» Task: Leaving the pictures aside, repeat the entries exactly.
BEGIN Extracted material
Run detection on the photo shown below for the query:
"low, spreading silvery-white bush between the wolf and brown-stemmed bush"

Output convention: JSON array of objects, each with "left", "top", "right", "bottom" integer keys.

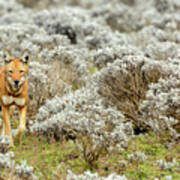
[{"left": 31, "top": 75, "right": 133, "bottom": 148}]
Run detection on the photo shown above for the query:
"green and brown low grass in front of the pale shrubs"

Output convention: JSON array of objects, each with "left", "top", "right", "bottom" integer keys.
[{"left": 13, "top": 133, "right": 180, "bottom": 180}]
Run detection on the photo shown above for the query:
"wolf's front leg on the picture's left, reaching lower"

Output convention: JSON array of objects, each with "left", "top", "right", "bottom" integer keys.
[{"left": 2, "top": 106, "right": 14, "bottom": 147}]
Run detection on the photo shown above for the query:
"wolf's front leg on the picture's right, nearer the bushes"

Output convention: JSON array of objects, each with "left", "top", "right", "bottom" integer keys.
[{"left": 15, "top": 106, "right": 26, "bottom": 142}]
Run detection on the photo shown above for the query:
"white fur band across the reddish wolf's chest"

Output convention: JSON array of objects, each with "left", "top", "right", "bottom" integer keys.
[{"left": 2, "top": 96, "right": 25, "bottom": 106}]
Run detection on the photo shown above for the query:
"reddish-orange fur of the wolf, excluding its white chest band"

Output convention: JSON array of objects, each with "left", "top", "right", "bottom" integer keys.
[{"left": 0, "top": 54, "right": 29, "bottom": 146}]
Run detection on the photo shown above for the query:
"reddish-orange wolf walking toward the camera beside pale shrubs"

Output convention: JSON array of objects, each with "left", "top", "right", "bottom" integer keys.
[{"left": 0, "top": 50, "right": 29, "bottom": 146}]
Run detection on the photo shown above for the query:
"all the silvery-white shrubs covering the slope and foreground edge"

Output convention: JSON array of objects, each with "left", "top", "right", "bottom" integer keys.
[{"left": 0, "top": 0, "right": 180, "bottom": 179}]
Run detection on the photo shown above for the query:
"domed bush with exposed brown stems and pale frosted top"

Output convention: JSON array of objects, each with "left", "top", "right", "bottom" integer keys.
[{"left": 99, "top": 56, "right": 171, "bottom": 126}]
END Extracted material
» Answer space:
Run detection on the photo shown below for the query:
"low, spreading silvery-white bush between the wolf and brown-stemmed bush"

Output convention: JSON array of objects, each with "left", "top", "right", "bottom" integer keys.

[{"left": 31, "top": 75, "right": 133, "bottom": 148}]
Run detection on the photo shown above for the query:
"green and brown low grass in front of the pale shrubs"

Output convention: JSON array of objects, each with "left", "top", "right", "bottom" integer keys.
[{"left": 13, "top": 133, "right": 180, "bottom": 180}]
Run detection on the photo shown above for the query:
"wolf's front leg on the picture's left, reaching lower"

Output convention: JSON array of objects, each with "left", "top", "right", "bottom" integer keys.
[{"left": 2, "top": 106, "right": 14, "bottom": 147}]
Run detection on the photo shown above for the query:
"wolf's front leg on the picture's right, nearer the bushes"

Output convention: JSON array of objects, each with "left", "top", "right", "bottom" integer keys.
[{"left": 15, "top": 106, "right": 26, "bottom": 142}]
Run detection on the photo shown above for the query:
"white fur band across the reddish wolf's chest"

Output convention: JSON array of objects, each with "left", "top", "right", "bottom" integer keys.
[{"left": 2, "top": 96, "right": 25, "bottom": 106}]
Run detection on the photo shown above for the query:
"reddish-orange fur of the wolf, excluding its white chest band"

Output convention: JSON array of objects, each with "left", "top", "right", "bottom" integer keys.
[{"left": 0, "top": 54, "right": 29, "bottom": 146}]
Run detection on the photo shown above for the query:
"reddish-orange wolf walking toward the camera beside pale shrubs"

Output convention: JSON array of objects, each with "left", "top", "right", "bottom" integer keys.
[{"left": 0, "top": 50, "right": 29, "bottom": 146}]
Run detection on the photo shown above for the query:
"all the silvery-white shrubs covering the slope and foreground edge"

Output convention: JSON array of objects, each with "left", "top", "right", "bottom" integer keys.
[{"left": 0, "top": 0, "right": 180, "bottom": 179}]
Run detection on the photo shown above for the query:
"domed bush with exposed brown stems and pale frosted top"

Output convention: JSON array of objects, each with "left", "top", "right", "bottom" integer keys.
[{"left": 99, "top": 56, "right": 171, "bottom": 126}]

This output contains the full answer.